WRITTEN INSTRUCTION A: How many lines of the records contain the string "white"? Case counts, so reply with the number only.

TEXT SHOWN:
================
One more time the networks had proven that their live musical events were anything but theatre and they were unwilling to assume the risk of a truly live theatrical event. Their unwillingness to do so robbed them of the “anything can happen” credibility they had been hawking since The Sound of Music Live!. With the networks skipping the standard practice of having understudies on hand, something Fox Entertainment’s Charlie Collier called “impractical,” the hollowness of “anything can happen” came to light.[6] Instead of seeing something akin to legendary MLB pitcher Randy Johnson hitting a bird with a pitch or experiencing the shock of Janet Jackson’s 2004 Super Bowl Halftime Nipple-gate, Fox presented the audience with a very expensive B-grade performance. As a reward for making the audience sit with the knowledge that they could have experienced something exciting and unexpected, Rent: Live raked in the lowest viewership of any of the live musicals (3.4 million), even falling below the dismal ratings of Fox’s one-two punch of The Passion (6.6 million) and A Christmas Story Live! (4.5 million).[7] To quote the folks at Vulture, “It’s as if they had misremembered the old showbiz maxim as ‘Give the audience what it doesn’t want.’”[8] The irony is that those in the live theatre audience were able to experience what those at home were yearning for: an altered live performance with the busted, wheelchair-bound Hunt “the show must go on-ing.” After the fact, scads of cellphone footage emerged of the actual live performance, one conducted just to keep the theatrical audience entertained until the actual live broadcast of the final fourteen minutes took place.
================
TASK INPUTS:
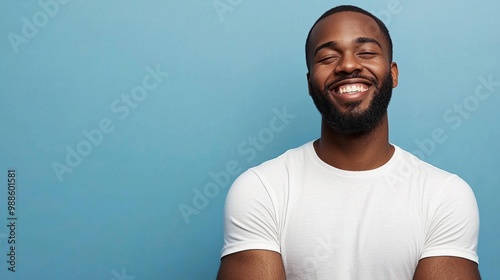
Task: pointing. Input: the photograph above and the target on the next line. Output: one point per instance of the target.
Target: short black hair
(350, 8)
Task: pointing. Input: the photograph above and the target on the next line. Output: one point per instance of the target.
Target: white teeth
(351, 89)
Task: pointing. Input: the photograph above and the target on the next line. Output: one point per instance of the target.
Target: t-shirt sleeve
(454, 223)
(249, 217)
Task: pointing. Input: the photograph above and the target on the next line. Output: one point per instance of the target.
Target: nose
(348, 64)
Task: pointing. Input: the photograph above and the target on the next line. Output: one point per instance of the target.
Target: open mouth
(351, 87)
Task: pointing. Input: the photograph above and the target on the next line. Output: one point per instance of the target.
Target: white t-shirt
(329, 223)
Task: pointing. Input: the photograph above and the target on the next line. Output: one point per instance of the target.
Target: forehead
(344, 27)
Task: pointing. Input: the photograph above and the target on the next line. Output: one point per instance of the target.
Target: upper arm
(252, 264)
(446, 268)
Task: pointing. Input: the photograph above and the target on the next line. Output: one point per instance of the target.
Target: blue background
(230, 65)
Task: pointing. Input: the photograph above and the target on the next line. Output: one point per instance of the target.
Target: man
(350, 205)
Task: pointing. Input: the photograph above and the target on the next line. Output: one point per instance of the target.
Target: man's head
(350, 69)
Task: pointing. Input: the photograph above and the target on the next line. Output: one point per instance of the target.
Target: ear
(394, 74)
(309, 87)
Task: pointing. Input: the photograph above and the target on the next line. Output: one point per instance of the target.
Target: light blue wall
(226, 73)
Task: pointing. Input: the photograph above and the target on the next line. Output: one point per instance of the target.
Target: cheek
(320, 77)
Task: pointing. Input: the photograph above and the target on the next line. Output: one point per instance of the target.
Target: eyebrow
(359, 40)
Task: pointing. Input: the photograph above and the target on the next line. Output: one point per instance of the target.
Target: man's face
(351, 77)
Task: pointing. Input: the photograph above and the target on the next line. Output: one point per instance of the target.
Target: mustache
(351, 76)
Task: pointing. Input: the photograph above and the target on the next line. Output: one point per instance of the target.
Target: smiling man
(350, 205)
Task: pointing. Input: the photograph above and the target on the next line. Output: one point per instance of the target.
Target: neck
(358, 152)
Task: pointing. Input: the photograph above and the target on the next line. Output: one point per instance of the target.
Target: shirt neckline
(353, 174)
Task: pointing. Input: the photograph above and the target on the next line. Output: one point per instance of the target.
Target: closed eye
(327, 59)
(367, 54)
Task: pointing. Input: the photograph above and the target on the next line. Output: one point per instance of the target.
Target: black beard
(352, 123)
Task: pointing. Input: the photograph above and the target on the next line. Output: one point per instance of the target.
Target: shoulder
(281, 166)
================
WRITTEN INSTRUCTION B:
For each statement below, answer yes or no depending on whether it agrees with the passage on Rent: Live, and quote the words of the passage that decide it.
(i) Rent: Live drew 3.4 million viewers.
(ii) The networks kept understudies on hand for the broadcast.
(iii) A Christmas Story Live! drew more viewers than The Passion.

WRITTEN RESPONSE A: 2

WRITTEN RESPONSE B:
(i) Yes: "Rent: Live raked in the lowest viewership of any of the live musicals (3.4 million)"
(ii) No: "With the networks skipping the standard practice of having understudies on hand"
(iii) No: "The Passion (6.6 million) and A Christmas Story Live! (4.5 million)"